Make an exact copy of the lines below.

-- Opening Marker --

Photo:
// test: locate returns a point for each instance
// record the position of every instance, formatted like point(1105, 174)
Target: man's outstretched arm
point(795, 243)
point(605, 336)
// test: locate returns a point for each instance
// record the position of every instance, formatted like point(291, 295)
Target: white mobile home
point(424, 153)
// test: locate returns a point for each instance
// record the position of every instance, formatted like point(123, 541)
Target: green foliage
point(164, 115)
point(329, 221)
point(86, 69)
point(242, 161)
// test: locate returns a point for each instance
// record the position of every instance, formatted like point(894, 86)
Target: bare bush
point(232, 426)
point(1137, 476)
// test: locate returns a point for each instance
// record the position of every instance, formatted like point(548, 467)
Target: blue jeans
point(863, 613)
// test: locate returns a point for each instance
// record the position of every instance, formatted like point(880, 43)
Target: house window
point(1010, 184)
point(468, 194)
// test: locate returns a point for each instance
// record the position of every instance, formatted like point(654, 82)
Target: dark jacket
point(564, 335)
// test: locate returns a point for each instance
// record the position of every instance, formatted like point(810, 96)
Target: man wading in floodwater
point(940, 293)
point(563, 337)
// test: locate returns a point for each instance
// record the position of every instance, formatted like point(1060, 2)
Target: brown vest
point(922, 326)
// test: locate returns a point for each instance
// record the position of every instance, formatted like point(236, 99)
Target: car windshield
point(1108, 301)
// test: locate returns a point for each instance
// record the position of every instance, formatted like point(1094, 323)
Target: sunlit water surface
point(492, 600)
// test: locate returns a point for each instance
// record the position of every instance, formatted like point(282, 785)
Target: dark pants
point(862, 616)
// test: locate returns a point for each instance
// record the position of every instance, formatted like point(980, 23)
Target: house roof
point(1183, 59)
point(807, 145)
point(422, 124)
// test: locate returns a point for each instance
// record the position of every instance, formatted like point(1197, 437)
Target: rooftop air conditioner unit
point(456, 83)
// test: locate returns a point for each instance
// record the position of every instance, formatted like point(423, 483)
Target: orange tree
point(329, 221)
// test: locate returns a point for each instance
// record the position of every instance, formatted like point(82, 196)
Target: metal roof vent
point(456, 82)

-- Closing Marker --

**Response**:
Photo:
// test: locate returns a point for each instance
// record the position of every instance, formatted like point(1105, 174)
Target: man's outstretched arm
point(795, 243)
point(605, 336)
// test: locate returns a point for each instance
// record the position of every instance, formatted like point(291, 295)
Target: white mobile home
point(424, 153)
// test: locate returns a point for each instance
// record the position of every instance, formatted like point(123, 541)
Target: green foliage
point(164, 115)
point(329, 221)
point(86, 69)
point(242, 161)
// test: locate returns a point for each instance
// record the position of every instance, formatted like point(894, 86)
Target: bare bush
point(232, 426)
point(1137, 476)
// test: locate returns a point for each instance
// record the position of every instance, formatted like point(548, 467)
Target: blue jeans
point(863, 613)
// test: locate returns a point for each instance
// record the position of every instance, formatted like point(880, 43)
Target: house window
point(1010, 184)
point(468, 194)
// test: locate returns a point for each instance
// record the position of every instance, formatted like point(654, 82)
Target: dark jacket
point(564, 335)
// test: locate returns a point for each instance
// record the position of every instance, formatted like point(810, 96)
Target: man wading in floodwater
point(940, 293)
point(563, 337)
// test: locate returns a point for each instance
// record the position of every instance, formatted like point(1060, 2)
Target: brown vest
point(922, 326)
// test: locate returns a point for each instance
// record the position of every instance, formatted like point(236, 99)
Target: car windshield
point(1108, 301)
// test: locate returns a point for each instance
// record the position of every instance, formatted like point(1094, 323)
Target: sunlit water surface
point(492, 600)
// test: locate returns a point for each instance
// record the position of every instance, formatted like point(282, 785)
Target: dark pants
point(862, 616)
// test: locate returns a point for each instance
// record the position of every instance, formatted like point(980, 23)
Target: house roof
point(1183, 59)
point(807, 145)
point(422, 124)
// test: locate returns a point for each instance
// record the position of every instance, formatted like point(1197, 437)
Target: rooftop air conditioner unit
point(456, 83)
// test: locate returns a point for each instance
// record the position of every instance, formatted like point(423, 483)
Target: orange tree
point(329, 221)
// test: locate returns a point for each instance
// record the position of every instance, formatted like point(82, 196)
Target: metal roof vent
point(456, 82)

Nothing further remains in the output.